## [DIRECTIONS]
Your job is to write out each record precisely as it stands.

───── DATASET

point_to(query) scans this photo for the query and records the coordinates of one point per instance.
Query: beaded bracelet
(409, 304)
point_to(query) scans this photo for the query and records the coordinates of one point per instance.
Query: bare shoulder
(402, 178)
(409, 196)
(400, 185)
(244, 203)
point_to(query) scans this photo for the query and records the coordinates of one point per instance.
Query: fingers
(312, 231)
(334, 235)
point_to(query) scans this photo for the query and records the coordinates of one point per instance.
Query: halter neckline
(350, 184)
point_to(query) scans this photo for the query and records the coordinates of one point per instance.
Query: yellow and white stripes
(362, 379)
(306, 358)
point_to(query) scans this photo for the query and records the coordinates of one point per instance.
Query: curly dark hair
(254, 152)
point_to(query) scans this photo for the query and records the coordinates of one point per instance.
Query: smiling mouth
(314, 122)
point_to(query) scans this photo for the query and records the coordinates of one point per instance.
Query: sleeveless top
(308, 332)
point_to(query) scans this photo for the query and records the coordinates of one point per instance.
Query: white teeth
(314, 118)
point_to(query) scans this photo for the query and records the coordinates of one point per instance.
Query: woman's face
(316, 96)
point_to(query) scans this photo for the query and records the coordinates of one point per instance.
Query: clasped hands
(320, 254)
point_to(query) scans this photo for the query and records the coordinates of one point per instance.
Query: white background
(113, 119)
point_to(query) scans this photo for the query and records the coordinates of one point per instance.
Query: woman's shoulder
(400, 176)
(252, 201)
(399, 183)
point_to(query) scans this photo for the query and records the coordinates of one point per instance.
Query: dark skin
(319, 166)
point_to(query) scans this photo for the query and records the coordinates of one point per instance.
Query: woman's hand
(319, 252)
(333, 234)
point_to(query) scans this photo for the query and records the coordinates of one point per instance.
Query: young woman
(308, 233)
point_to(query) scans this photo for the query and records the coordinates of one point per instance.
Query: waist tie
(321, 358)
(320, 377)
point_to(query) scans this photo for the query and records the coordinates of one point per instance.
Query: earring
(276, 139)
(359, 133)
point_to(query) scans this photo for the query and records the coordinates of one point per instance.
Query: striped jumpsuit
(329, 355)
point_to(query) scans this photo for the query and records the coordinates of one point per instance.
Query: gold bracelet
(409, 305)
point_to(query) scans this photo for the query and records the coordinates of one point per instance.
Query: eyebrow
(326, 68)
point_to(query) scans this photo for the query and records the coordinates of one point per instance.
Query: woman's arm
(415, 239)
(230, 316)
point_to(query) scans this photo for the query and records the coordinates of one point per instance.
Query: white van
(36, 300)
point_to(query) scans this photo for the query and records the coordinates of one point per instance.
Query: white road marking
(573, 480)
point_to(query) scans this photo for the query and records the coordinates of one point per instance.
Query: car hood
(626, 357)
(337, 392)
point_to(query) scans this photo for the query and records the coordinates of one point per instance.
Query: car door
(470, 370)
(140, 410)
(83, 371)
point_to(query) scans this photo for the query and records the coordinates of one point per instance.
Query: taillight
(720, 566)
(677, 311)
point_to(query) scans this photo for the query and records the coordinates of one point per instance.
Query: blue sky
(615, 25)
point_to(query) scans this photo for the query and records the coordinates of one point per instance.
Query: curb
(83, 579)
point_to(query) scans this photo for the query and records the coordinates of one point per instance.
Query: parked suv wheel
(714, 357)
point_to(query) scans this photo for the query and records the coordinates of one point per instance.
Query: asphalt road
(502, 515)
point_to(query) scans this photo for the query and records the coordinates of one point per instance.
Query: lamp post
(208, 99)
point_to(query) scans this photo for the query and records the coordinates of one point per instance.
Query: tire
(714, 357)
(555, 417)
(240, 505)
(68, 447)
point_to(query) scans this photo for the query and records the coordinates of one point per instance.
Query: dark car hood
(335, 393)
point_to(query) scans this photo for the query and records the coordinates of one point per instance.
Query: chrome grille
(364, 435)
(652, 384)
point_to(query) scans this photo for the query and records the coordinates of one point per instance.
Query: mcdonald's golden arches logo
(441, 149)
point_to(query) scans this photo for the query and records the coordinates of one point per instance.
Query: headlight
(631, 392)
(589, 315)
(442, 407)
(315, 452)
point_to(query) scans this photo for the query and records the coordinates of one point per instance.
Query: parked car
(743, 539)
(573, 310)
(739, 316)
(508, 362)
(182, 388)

──────────

## [RESULT]
point_to(query) scans this photo for the query and records the coordinates of one point per instance.
Query: beaded bracelet
(409, 304)
point_to(query) scans this photo for the query and records the coordinates of one point per instance.
Query: bare shoulder
(402, 178)
(409, 196)
(400, 185)
(244, 203)
point_to(query) scans this photo for the query and records the coordinates of one point per instance.
Query: fingers
(312, 231)
(334, 235)
point_to(query) scans this photo for the query and records the coordinates of one point per instance.
Query: halter neckline
(350, 184)
point_to(query) scans this photo for the query and records the coordinates of one point per instance.
Query: yellow and white stripes
(362, 379)
(306, 358)
point_to(query) scans this photo for the query and records the coordinates of one point per instance.
Query: curly dark hair
(254, 152)
point_to(query) scans this photo for the query and records the coordinates of one point per instance.
Query: smiling mouth
(314, 122)
point_to(query) scans this photo for the query and records the coordinates of one point per instance.
Query: sleeveless top
(308, 332)
point_to(query) scans this photo for the query and records the coordinates of one point per instance.
Query: white teeth
(314, 118)
point_to(query) scans this photo for the query and records the coordinates of one point per instance.
Query: woman's face
(316, 96)
point_to(query) scans this photo for the query and records the coordinates of one point per instance.
Query: clasped hands
(320, 254)
point_to(query) scans this photo for the query and records the coordinates of one point per instance.
Query: white background
(113, 119)
point_to(query) scans this photo for the query and records the coordinates of one point per instance.
Query: woman's shoulder
(400, 176)
(252, 201)
(399, 183)
point_to(query) scans this photo for the query and records the coordinates of one point per instance.
Query: dark skin
(319, 166)
point_to(query) scans this photo for the query and records the coordinates of one point per instance.
Query: woman's hand
(319, 252)
(333, 234)
point_to(query) scans this photo for the query and records the coordinates of one point per instance.
Query: young woman
(308, 233)
point_to(query) scans this photo for the query and records the coordinates of one point per instance.
Query: waist tie
(321, 358)
(320, 377)
point_to(query) scans this photo for the query and records the coordinates of one point per instance.
Query: earring
(276, 139)
(359, 133)
point_to(query) scans this photo for the query and records the coordinates of one point per instance.
Query: striped jumpsuit
(329, 355)
point_to(query) scans this photo for the query and records the coordinates of one point per instance.
Query: gold bracelet
(409, 305)
point_to(query) scans this photo for the query and records the coordinates of one point per instance.
Query: eyebrow
(326, 68)
point_to(query) scans this photo for the query and records the coordinates of one point per instance.
Query: woman's arm
(415, 239)
(230, 316)
point_to(query) scans this photo for the query and records the coordinates of one point per instance.
Query: white van
(36, 300)
point_to(query) scans this photo for the query and records the coordinates of one point per instance.
Query: white road marking
(573, 480)
point_to(query) scans this photo for the query and records the coordinates of one point per instance.
Query: car hood
(626, 357)
(337, 392)
point_to(query) scans this photo for the query and records the coordinates of one point per instance.
Query: car door
(470, 370)
(140, 410)
(83, 371)
point_to(query) scans this photo for the query and records the coordinates of one point per instance.
Query: taillight
(720, 566)
(677, 311)
point_to(query) scans this photo for the query and records the coordinates of one point per instance.
Query: blue sky
(615, 25)
point_to(query) scans this photo for the query and records the coordinates of one point per instance.
Query: curb
(83, 579)
point_to(query) scans this photo for the query and records the coordinates of one point per instance.
Query: parked suv wheel
(714, 357)
point_to(query) scans this photo for the query and records the coordinates of one point per instance.
Query: asphalt road
(502, 515)
point_to(query) scans this photo for the query and records the coordinates of one point per instance.
Query: lamp post
(208, 99)
point_to(query) scans this photo for the query and records the coordinates of one point per instance.
Query: tire
(714, 357)
(555, 417)
(240, 505)
(68, 447)
point_to(query) scans this photo for the query and records the coordinates of one point per instance.
Query: dark car hood
(335, 393)
point_to(query) scans this photo for the query and records the coordinates of one point per instance.
Query: chrome grille
(364, 435)
(652, 384)
point_to(query) scans this photo for the query and records the coordinates of one point per instance.
Query: mcdonald's golden arches logo
(441, 149)
point_to(query) scans this photo for the query and records the coordinates of one point per instance.
Query: headlight
(631, 392)
(589, 315)
(442, 407)
(315, 452)
point_to(query) scans this photo for the query and records the coordinates of one point per instance.
Query: parked car
(743, 539)
(573, 310)
(739, 316)
(508, 362)
(182, 388)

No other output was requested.